Actually, while George W. Bush smashes records for vacation days our troops are getting tours of duty extended from a year to 15 months. And it is a bit odd that Bush would take off so much time right before the crucial General Petreaus report on Iraq. Especially since we are amidst:
“the inescapable calling of our generation”
Oh, I almost forgot that the greater troop levels were the result of Bush's January “Surge” plan. You might recall that the new plan came after great deliberation and partying during which time hundreds of our troops lost their lives:
Ultimately Bush decided upon following neocon Fred Kagan's (fresh off a “very cool” chinook helicopter ride over the Potomac) “Surge” plan which called for an additional 50,000 troops, uh, 35,000, no, 30,000, wait, 50,000, no, 30,000, hold on, 31,500, stop, 20,000, then 35,000, oh, let's just say more troops.
But here's the thing, while Bush and the lawmakers are getting much needed R&R, our depleted troops are dying in the heat of the Iraqi desert by the droves. Long time reporters in Iraq write about the grim picture. According to our own ambassador in Iraq, electricity in Baghdad can be counted on for “an hour or two a day” which is down from six hours earlier in the year and 16-24 hours under Saddam. Even the Brits admit the Surge will not succeed.

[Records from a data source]
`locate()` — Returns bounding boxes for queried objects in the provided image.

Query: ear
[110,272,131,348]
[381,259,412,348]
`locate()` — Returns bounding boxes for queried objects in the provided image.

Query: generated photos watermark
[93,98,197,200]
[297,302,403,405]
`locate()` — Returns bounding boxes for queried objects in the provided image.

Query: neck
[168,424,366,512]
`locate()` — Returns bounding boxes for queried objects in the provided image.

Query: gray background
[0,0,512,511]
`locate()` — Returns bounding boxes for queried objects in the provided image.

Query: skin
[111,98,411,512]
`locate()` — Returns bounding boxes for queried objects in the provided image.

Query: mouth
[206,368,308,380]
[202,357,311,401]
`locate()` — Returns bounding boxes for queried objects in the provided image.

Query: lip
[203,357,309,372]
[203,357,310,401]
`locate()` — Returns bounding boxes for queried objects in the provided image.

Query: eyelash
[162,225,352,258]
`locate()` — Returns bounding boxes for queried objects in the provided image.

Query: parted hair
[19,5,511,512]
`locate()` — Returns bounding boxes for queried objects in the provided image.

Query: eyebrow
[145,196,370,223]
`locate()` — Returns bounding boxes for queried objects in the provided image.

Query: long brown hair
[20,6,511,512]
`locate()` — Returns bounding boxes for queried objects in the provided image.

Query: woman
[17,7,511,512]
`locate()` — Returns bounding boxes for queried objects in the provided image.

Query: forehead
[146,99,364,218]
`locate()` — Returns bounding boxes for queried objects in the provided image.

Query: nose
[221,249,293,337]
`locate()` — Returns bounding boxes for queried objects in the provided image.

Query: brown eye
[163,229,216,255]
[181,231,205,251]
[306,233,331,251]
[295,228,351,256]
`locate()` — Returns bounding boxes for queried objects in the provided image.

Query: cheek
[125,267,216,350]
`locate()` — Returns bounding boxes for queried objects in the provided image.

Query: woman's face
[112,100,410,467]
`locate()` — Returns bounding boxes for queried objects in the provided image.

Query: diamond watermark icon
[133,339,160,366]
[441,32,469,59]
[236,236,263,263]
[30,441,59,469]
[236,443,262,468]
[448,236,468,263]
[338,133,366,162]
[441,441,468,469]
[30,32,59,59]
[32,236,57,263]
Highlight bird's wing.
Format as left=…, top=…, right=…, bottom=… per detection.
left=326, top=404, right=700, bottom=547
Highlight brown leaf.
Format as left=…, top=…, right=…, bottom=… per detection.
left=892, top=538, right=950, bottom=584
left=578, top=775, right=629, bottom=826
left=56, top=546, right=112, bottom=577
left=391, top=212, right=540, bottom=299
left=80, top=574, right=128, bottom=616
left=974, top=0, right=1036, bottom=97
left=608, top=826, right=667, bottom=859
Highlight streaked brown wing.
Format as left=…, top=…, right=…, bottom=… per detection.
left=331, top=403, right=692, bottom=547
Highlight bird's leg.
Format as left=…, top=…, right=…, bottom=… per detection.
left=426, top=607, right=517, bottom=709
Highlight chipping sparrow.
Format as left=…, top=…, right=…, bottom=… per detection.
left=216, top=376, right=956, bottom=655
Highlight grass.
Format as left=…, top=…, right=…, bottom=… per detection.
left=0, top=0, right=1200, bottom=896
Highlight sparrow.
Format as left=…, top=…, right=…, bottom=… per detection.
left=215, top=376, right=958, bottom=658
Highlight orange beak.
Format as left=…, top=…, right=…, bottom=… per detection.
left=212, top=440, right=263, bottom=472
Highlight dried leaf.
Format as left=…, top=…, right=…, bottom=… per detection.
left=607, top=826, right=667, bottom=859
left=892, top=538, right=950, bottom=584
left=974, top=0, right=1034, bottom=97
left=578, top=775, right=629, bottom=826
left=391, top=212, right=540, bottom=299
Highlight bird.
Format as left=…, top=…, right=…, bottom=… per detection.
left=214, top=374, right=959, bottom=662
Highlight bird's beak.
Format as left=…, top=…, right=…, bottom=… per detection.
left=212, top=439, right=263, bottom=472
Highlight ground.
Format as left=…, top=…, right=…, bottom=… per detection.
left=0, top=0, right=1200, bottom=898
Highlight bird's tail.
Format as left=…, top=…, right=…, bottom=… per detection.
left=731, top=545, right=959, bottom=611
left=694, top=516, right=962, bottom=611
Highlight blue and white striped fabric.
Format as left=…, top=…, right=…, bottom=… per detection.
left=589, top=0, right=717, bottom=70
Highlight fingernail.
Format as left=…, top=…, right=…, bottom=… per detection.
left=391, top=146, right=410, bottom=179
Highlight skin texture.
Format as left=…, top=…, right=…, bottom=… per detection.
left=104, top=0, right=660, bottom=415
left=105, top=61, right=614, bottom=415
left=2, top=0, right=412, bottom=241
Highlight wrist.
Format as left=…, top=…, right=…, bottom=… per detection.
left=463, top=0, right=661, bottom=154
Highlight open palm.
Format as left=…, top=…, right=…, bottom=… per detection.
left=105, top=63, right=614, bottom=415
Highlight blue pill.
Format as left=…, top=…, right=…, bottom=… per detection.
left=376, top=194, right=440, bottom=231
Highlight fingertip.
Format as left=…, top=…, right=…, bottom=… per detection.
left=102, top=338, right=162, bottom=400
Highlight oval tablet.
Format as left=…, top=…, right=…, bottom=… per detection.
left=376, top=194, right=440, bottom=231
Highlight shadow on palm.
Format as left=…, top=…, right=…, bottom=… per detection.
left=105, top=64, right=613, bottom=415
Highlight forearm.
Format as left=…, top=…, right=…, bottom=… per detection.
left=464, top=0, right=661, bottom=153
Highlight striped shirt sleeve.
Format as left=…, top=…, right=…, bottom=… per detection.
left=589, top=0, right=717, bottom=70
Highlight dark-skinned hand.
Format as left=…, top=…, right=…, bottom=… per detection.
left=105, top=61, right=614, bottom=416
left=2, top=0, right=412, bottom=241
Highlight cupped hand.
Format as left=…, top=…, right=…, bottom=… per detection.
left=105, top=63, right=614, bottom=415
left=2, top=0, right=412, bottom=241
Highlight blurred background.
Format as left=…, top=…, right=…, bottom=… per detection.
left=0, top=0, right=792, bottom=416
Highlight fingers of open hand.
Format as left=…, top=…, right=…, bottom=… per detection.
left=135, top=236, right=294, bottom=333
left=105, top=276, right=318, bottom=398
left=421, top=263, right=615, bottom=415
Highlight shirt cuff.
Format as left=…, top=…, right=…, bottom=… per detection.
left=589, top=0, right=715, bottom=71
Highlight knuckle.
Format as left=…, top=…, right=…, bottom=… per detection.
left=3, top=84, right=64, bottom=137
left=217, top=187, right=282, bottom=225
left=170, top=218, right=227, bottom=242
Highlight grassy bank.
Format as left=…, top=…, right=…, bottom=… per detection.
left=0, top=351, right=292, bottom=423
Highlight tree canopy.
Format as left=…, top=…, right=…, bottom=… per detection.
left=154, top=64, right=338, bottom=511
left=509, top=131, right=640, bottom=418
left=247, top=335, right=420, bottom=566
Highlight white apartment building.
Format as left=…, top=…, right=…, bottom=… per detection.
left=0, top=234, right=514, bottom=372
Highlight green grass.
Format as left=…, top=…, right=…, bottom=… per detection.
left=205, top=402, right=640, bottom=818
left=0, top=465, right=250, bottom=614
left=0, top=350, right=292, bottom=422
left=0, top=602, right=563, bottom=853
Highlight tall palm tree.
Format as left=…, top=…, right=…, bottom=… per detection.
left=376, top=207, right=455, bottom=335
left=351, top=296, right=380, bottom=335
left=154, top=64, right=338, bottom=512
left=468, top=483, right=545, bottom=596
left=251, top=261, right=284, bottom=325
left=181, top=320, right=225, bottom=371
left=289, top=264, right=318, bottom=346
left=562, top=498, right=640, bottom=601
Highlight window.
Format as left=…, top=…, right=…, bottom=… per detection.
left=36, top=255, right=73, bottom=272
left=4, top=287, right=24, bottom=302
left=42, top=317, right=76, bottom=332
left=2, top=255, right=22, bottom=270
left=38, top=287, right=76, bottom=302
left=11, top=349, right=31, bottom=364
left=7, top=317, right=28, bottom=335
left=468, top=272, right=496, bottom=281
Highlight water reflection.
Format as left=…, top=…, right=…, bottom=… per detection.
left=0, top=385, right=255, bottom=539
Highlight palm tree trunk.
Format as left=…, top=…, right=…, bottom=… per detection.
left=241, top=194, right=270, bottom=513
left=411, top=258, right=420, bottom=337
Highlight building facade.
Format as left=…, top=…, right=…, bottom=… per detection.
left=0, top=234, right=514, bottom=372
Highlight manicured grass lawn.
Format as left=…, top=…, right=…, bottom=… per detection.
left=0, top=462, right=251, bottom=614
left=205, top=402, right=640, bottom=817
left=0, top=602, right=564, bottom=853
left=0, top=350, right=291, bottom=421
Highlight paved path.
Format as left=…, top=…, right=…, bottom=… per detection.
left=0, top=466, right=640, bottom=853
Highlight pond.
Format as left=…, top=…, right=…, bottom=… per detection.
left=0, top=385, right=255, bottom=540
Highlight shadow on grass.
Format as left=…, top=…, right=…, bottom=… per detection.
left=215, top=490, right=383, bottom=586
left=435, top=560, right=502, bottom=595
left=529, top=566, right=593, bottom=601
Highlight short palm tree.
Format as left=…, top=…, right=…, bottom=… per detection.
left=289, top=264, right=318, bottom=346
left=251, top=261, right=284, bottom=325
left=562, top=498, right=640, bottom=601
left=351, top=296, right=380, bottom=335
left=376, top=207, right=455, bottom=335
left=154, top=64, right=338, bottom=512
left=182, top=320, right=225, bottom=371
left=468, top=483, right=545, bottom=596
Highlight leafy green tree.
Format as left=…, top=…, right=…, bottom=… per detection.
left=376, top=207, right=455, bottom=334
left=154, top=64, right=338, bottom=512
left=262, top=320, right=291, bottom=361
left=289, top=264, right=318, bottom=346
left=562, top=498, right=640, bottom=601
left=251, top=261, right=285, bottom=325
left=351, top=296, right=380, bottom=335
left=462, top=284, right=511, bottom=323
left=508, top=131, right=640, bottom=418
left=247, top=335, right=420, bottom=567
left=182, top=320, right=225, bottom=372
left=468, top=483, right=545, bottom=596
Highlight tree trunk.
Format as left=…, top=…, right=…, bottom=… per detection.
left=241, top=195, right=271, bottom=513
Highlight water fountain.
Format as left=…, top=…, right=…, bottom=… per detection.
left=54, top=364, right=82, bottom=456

[What you will do]:
1. Answer these questions from the passage about Bush and the Iraq surge:
(a) How long are troops' tours of duty now?
(b) Whose plan did Bush follow for the surge?
(c) According to the ambassador, how many hours of electricity a day did Baghdad have under Saddam?
2. Carry on the passage about Bush and the Iraq surge from the point where it stops.

[Answers in order]:
1.
(a) 15 months
(b) Fred Kagan's
(c) 16 to 24 hours

2.
But none of this or the rising troop deaths can dissuade the Bushies who have already kicked up the propaganda so many notches that Emeril Lagasse must be envious. Sadly, the American people continue to buy into it. And the real big propaganda push will not hit until September.
Sadly, the truth is that there is nothing that Petraeus could say that would change the course of the war. As Eugene Robinson wrote in the Washington Post:
But if you think Bush is going to care what Petraeus's report says in September, get out of the sun immediately and drink lots of water. You're delirious.
Clearly Bush will continue this unjust, horrific war until the end of his presidency. And nothing from escalating American and Iraqi body counts to American geopolitical strategy can change his decision which was made long ago. W. has even stated that his presidency will be judged on the long term outcome of Iraq. And since pulling out or significantly reducing troops is akin to failure, Bush ain't budging. In other words, he's passing the buck to the next president.
This alone is immoral and it is patently absurd that a decision of this magnitude should rest with a man with such an obvious conflict of interest. And since everyone knows this, it is also immoral for the American people to standby and leave the decision to Bush.
And that would be true even if Bush were a moral person. The fact that he is not just makes the situation that much clearer. Lest we forget that he:
*Continues to push legislation to further enrich the super wealthy at the expense of the most needy in society.
*Imposes anti-condom policies throughout Africa which has led to a remarkable rise in HIV/AIDS.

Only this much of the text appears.